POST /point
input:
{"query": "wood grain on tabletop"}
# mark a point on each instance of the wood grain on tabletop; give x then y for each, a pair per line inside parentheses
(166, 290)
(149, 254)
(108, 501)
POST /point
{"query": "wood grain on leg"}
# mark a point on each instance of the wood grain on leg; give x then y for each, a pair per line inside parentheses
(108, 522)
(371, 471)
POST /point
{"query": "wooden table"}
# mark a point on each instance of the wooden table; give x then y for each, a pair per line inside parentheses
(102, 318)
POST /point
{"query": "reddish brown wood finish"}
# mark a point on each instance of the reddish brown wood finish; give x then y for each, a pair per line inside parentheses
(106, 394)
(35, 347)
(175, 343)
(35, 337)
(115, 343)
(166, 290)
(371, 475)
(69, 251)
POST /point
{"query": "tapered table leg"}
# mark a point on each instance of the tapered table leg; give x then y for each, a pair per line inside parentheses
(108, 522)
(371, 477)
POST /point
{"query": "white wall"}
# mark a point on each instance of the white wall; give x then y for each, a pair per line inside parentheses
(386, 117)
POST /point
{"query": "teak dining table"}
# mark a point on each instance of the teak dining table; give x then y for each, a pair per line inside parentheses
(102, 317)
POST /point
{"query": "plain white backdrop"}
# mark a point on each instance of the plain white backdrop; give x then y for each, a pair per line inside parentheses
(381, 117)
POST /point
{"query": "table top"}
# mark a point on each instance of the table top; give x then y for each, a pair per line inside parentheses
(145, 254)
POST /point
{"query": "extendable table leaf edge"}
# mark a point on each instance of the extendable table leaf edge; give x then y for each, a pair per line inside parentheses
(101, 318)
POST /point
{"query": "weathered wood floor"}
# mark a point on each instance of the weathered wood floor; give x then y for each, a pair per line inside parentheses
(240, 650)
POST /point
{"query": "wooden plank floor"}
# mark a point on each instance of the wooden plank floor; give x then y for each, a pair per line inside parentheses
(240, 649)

◆ ◆ ◆

Exactly reproduce every record.

POST /point
input:
{"query": "wood grain on tabletop"}
# mark a point on each instance of the wood grain on tabletop; give x then y for each, a pair per line inside parentheses
(166, 290)
(149, 254)
(108, 501)
POST /point
{"query": "wood grain on leg"}
# mark a point on each instance of the wood grain on leg; give x then y for each, a pair per line inside parentheses
(108, 522)
(371, 471)
POST /point
{"query": "wooden table"}
# mark a point on each instance of the wooden table; give x then y for each, a pair per line inside parentheses
(102, 318)
POST /point
{"query": "reddish brown wood finish"}
# mark a point on each instance of the reddish brown wood finish; give x then y for each, a pair per line inside parentheses
(106, 394)
(35, 347)
(175, 343)
(35, 337)
(115, 343)
(166, 290)
(371, 475)
(69, 251)
POST /point
{"query": "tapered table leg"}
# mark a point on each instance of the tapered table leg; give x then y for each, a pair per line inside parentheses
(108, 522)
(371, 477)
POST /point
{"query": "white wall"}
# mark a point on each instance of the white wall; give x then y for each, a pair per line inside parentheses
(386, 117)
POST /point
{"query": "teak dining table"}
# mark a point on each instance of the teak dining table; give x then y for each, a pair per line inside parentheses
(102, 317)
POST /point
{"query": "plain white backdrop"}
# mark a point on each instance of the plain white backdrop; give x then y for each, a pair per line inside parentheses
(381, 117)
POST /point
{"query": "table top"}
# mark a point on each instance of the table top; give x then y for each, a pair per line inside parentheses
(145, 254)
POST /point
{"query": "extendable table leaf edge"}
# mark a point on each instance of the extendable table leaf edge; give x then y for each, a pair per line inside parentheses
(101, 318)
POST /point
{"query": "weathered wood floor"}
# mark a point on each instance of the weathered wood floor; give x then y for each, a pair per line inside parentheses
(240, 650)
POST /point
{"query": "wooden plank floor"}
# mark a point on each instance of the wooden plank floor; give x then y for each, a pair per line inside parentheses
(240, 649)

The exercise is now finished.